Referring expression grounding data →
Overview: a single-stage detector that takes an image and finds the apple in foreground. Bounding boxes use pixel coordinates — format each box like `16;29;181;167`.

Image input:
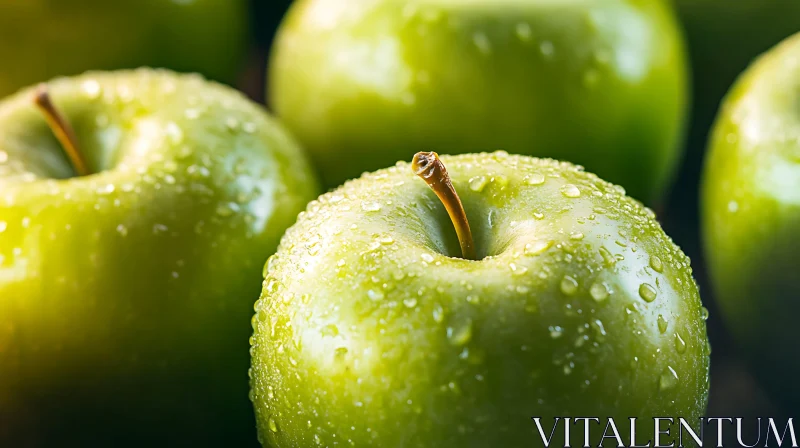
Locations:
270;0;689;203
0;0;250;98
702;32;800;410
250;151;710;446
0;69;320;446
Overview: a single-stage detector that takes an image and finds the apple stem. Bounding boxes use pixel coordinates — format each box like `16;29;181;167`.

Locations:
33;84;90;177
412;152;477;260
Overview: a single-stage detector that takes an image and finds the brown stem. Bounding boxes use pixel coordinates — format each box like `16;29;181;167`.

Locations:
33;84;90;176
412;151;476;260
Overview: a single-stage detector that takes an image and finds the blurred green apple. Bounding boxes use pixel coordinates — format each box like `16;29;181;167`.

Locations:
270;0;689;203
0;70;319;446
664;0;800;254
251;151;710;447
702;32;800;410
0;0;249;98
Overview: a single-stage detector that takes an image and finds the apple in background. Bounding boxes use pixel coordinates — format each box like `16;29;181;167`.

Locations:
0;0;250;98
702;32;800;411
269;0;689;204
250;151;710;447
0;69;319;446
663;0;800;260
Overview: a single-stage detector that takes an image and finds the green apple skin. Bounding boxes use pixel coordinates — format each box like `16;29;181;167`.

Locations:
702;32;800;410
0;70;319;446
269;0;689;203
663;0;800;257
251;152;710;447
0;0;249;98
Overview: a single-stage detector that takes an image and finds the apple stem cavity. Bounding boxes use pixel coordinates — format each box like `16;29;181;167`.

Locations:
412;151;476;260
33;84;90;177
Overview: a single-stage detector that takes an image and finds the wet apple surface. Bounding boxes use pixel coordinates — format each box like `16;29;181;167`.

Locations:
251;152;710;447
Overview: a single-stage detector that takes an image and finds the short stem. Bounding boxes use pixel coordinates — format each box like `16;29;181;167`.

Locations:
412;151;476;260
33;84;90;176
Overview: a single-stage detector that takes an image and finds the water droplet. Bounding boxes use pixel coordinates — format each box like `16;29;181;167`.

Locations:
674;332;687;354
524;240;552;256
447;319;473;346
560;275;578;295
404;298;418;308
367;289;384;301
0;221;6;233
659;366;679;390
526;173;545;185
561;184;581;198
337;259;346;267
549;325;564;338
268;416;279;433
539;40;555;57
700;307;709;320
469;176;488;192
515;22;532;41
727;200;739;213
361;201;382;212
116;224;128;237
599;247;616;266
509;262;528;276
589;281;609;302
569;231;584;240
650;255;664;273
638;283;657;303
657;314;668;333
226;117;240;131
421;253;434;263
432;304;444;323
473;32;491;54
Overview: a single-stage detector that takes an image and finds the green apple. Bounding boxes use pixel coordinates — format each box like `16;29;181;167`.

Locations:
664;0;800;257
702;32;800;410
0;69;319;446
250;151;710;447
269;0;689;203
0;0;249;98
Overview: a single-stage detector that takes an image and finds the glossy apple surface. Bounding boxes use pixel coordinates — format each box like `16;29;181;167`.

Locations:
663;0;800;258
0;70;319;446
0;0;249;98
702;32;800;410
251;152;710;447
269;0;689;203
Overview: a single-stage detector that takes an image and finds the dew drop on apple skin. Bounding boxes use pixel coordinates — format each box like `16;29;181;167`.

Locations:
560;275;579;295
589;281;609;302
525;173;545;185
674;332;687;354
659;366;679;391
561;184;581;198
638;283;657;302
468;176;488;192
657;314;668;334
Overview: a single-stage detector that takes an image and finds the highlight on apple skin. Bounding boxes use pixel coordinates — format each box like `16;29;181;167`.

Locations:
0;68;320;447
250;151;710;447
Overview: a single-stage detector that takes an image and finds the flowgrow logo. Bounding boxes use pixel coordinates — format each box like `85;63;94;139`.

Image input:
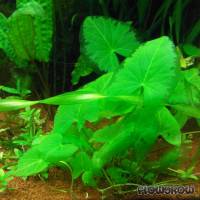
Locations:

Exercise requirements → Where a line of the data above includes "skin", copy that line.

Output below →
Overview: a single-stage detector that takes an image and finds the green apple skin. Bounding boxes use pixel coordinates — format each box like `16;29;181;167`.
Overview: a single-stage detector that takes an image and finds the dew drop on apple skin. Bounding boxes use pixel coordinates — format each box like `16;29;181;167`.
Overview: a single-stage detector that takes an image and finds the highlight on apple skin. Bounding boxes use pixel coordinates — format each box like `16;29;181;167`.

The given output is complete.